━━ Text shown

These metrics are written out once per database and are written in the form of databases.*. In JMX, these metrics are collected in a separate folder. For reference purposes, metrics in this table will use YourDb as the database name.

Metric Name	Type	Unit	Description
`databases.YourDb.state`	String	N/A	A String describing the current state of the database. Can be one of Online, GoingOffline, Offline, ComingOnline, Disabled
`databases.YourDb.size`	long	count	An estimate of the number of quads contained in the database. This number may be inaccurate in mastiff, due to transactional considerations, and should be treated only as an estimate
`databases.YourDb.openConnections`	long	count	The current number of open connections to this database
`databases.YourDb.txns.openTransactions`	long	count	The current number of open transactions on this database
`databases.YourDb.txns.latency.count`	long	count	The number of transactions that were recorded
`databases.YourDb.txns.latency.duration_units`	String	N/A	The units that duration is measured in (usually seconds)
`databases.YourDb.txns.latency.max`	double	time	The highest latency transaction measured since the database was created or the process started
`databases.YourDb.txns.latency.mean`	double	time	The overall average latency of a transaction since the database was created or the process started
`databases.YourDb.txns.latency.stddev`	double	time	The standard deviation latency of a transaction since the database was created or the process started
`databases.YourDb.txns.latency.min`	double	time	The slowest transaction speed measured since the database was created or the process started
`databases.YourDb.txns.latency.p50`	double	time	The 50th percentile transaction latency (50% of all transactions have lower latency than this)
`databases.YourDb.txns.latency.p75`	double	time	The 75th percentile transaction latency (75% of all transactions have lower latency than this)
`databases.YourDb.txns.latency.p95`	double	time	The 95th percentile transaction latency (95% of all transactions have lower latency than this)
`databases.YourDb.txns.latency.p98`	double	time	The 98th percentile transaction latency (98% of all transactions have lower latency than this)
`databases.YourDb.txns.latency.p99`	double	time	The 99th percentile transaction latency (99% of all transactions have lower latency than this)

━━━━
━━ Entries supplied

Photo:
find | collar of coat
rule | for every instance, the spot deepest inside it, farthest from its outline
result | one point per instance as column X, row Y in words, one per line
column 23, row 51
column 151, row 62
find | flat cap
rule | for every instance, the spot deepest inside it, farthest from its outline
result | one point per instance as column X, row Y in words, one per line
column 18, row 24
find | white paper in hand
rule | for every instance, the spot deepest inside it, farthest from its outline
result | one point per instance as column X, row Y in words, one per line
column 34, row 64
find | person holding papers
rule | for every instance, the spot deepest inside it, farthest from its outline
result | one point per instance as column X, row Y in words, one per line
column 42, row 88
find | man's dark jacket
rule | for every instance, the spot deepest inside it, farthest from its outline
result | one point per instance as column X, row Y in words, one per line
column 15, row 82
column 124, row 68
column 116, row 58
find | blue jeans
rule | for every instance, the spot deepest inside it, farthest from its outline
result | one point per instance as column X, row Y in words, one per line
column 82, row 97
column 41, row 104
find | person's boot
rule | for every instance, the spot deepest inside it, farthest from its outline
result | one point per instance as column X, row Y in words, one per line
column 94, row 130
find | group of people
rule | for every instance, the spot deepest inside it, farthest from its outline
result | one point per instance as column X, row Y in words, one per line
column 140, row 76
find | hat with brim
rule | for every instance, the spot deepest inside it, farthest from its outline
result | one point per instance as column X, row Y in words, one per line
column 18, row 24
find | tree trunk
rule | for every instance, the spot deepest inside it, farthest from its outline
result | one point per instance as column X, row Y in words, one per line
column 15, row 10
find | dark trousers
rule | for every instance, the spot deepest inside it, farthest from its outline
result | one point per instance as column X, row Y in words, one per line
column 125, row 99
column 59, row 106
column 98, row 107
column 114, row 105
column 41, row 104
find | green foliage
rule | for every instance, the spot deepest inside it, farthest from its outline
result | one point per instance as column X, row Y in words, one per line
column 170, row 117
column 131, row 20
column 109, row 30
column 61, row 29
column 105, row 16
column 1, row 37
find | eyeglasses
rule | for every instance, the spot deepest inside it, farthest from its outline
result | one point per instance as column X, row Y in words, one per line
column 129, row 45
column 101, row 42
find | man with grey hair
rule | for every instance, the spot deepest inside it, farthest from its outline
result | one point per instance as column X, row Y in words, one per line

━━━━

→ Tasks for this exercise:
1) Repeat the entries word for word, starting with their very first line and going on through the line with "column 151, row 62", with both of those lines included.
2) Carry on the database metrics text from the last line shown.

→ Responses in order:
1)
Photo:
find | collar of coat
rule | for every instance, the spot deepest inside it, farthest from its outline
result | one point per instance as column X, row Y in words, one per line
column 23, row 51
column 151, row 62

2)
`databases.YourDb.txns.latency.p999`	double	time	The 99.9th percentile transaction latency (99.9% of all transactions have lower latency than this )
`databases.YourDb.txns.latency.mean_rate`	double	Rate	The overall average throughput of transactions since the database was created or the process started
`databases.YourDb.txns.latency.m15_rate`	double	Rate	The 15-minute exponentially-weighted moving average throughput of transactions per unit time
`databases.YourDb.txns.latency.m1_rate`	double	Rate	The 1-minute exponentially-weighted moving average throughput of transactions per unit time
`databases.YourDb.txns.latency.m5_rate`	double	Rate	The 5-minute exponentially-weighted moving average throughput of transactions per unit time
`databases.YourDb.txns.latency.rate_units`	String	N/A	The configured units to use when measuring transaction throughput (usually in calls/unit time, where calls = ‘transactions’)
`databases.YourDb.txns.size.count`	long	count	The number of transactions that were measured
`databases.YourDb.txns.size.max`	long	count	The largest transaction size measured
`databases.YourDb.txns.size.mean`	double	count	The average transaction size, since the database was created or the process started
`databases.YourDb.txns.size.stddev`	double	count	The standard deviation in transaction size, since the database was created or the process started
`databases.YourDb.txns.size.min`	double	count	The smallest transaction size, since the database was created or the process started
`databases.YourDb.txns.size.p50`	double	count	The 50th percentile transaction size (50% of all transactions are smaller than this number)
`databases.YourDb.txns.size.p75`	double	count	The 85th percentile transaction size (75% of all transactions are smaller than this number)
`databases.YourDb.txns.size.p95`	double	count	The 95th percentile transaction size (95% of all transactions are smaller than this number)
`databases.YourDb.txns.size.p98`	double	count	The 98th percentile transaction size (98% of all transactions are smaller than this number)
`databases.YourDb.txns.size.p99`	double	count	The 99th percentile transaction size (99% of all transactions are smaller than this number)
`databases.YourDb.txns.size.p999`	double	count	The 99.9th percentile transaction size (99.9% of all transactions are smaller than this number)
`databases.YourDb.queries.latency.count`	long	count	The number of queries that were measured since the database was created or the process started
`databases.YourDb.queries.latency.duration_units`	String	N/A	The units that query latency is measured in (usually seconds)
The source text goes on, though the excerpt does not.